EXCERPT PROVIDED:
However, Liberal health spokesperson Sarah Courtney labelled Dr Seidel’s “new position shameful,” claiming it’s based on a “perceived political advantage.”
“Dr Seidel was right in 2015 when he supported our decision and wrong in 2021 when he has back-flipped to oppose it,” she said.
However, Dr Seidel said birthing services were being returned to regional areas safely in other places.
He said under the nationally agreed clinical framework for deliveries, the MCH could safely provide level two maternity services with routine deliveries from 37 weeks onwards. Under the guidelines, the MCH required a birthing suite and operating theatre in case of an emergency caesarean section, he said.
“You don’t need to have ICU capability on-site you need it available, which can be at the NWRH and Launceston General Hospital,” Dr Seidel said.
He said part of the problem, which unfortunately had come from the medical profession, was that people had been told it was impossible to provide antenatal and maternity care without an ICU and other services because something may or may not happen.
“That’s been the myth that’s been out there for well over a decade, and it’s just not true. The counter-argument is we don’t deliver a service at all, and kids are being born on the wayside because there’s no continuity of care, and let’s hope for the best.
“The evidence from several inquiries backs-up bringing maternity services back in the regions, and the evidence is clear we can do this safely.”
Dr Seidel said in a tweet from 2015 he referenced comments from health analyst Martyn Goddard who pointed out issues at the MCH and that it existed because of election pork barrelling.
“The concern I had and I still have is that the Liberal Government was really geared towards setting up buildings and hospital structures and then don’t fund them properly in terms of staffing. They don’t put permanent staff in; they put locum staff in just to keep the doors open, and that is not effective or efficient, it’s extremely expensive, and it’s not delivering the health outcomes patients expect.”
Dr Seidel said the MCH was understaffed.
Without a commitment to employ a general surgeon or physician to look after patients admitted, it was left to ED doctors, which meant not enough doctors in the ED, he said.
“Instead, ambulances are being diverted to Launceston, which doesn’t make sense. A single ambulance call-out costs about $800, and you are diverting an ambulance for a patient who could get seen at the MCH, but the doctors staffing the ED get called out to look after patients on the wards.”
After Queensland committed to reinvigorating regional and rural hospitals by paying staff well and providing permanent jobs, Dr Seidel said that it returned safe services to those places.
“That’s what we should do for the MCH as well,” he said.
Asked why it would be different under Labor this time as Labor previously wanted to cut services at the MCH, he said Labor recognised healthcare thinking had changed.

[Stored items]

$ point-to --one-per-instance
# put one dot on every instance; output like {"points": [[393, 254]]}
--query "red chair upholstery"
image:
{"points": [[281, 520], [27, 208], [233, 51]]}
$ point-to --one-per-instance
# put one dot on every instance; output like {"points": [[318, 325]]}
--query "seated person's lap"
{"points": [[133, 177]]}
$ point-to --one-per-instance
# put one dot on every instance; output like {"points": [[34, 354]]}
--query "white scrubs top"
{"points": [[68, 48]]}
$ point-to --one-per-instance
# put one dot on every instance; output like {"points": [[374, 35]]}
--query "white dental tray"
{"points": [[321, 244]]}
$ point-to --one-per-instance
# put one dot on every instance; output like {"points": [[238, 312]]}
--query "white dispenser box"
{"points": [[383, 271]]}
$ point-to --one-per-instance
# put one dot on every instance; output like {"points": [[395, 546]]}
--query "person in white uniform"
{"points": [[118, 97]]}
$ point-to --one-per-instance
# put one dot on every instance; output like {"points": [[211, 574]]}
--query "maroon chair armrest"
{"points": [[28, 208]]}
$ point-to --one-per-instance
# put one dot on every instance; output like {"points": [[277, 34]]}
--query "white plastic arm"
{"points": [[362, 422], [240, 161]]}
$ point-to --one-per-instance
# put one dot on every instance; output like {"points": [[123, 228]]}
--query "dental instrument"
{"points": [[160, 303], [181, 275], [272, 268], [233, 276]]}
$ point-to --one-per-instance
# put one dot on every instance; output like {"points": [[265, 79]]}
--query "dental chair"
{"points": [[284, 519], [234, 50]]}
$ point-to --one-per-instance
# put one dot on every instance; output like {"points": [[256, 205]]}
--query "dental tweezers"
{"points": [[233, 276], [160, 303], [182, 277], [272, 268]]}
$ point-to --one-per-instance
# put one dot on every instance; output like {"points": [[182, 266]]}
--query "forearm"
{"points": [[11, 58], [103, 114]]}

ASSIGNED TASK: Give the cost of a single ambulance call-out according to the excerpt on regional hospital services.

ANSWER BOX: A single ambulance call-out costs about $800.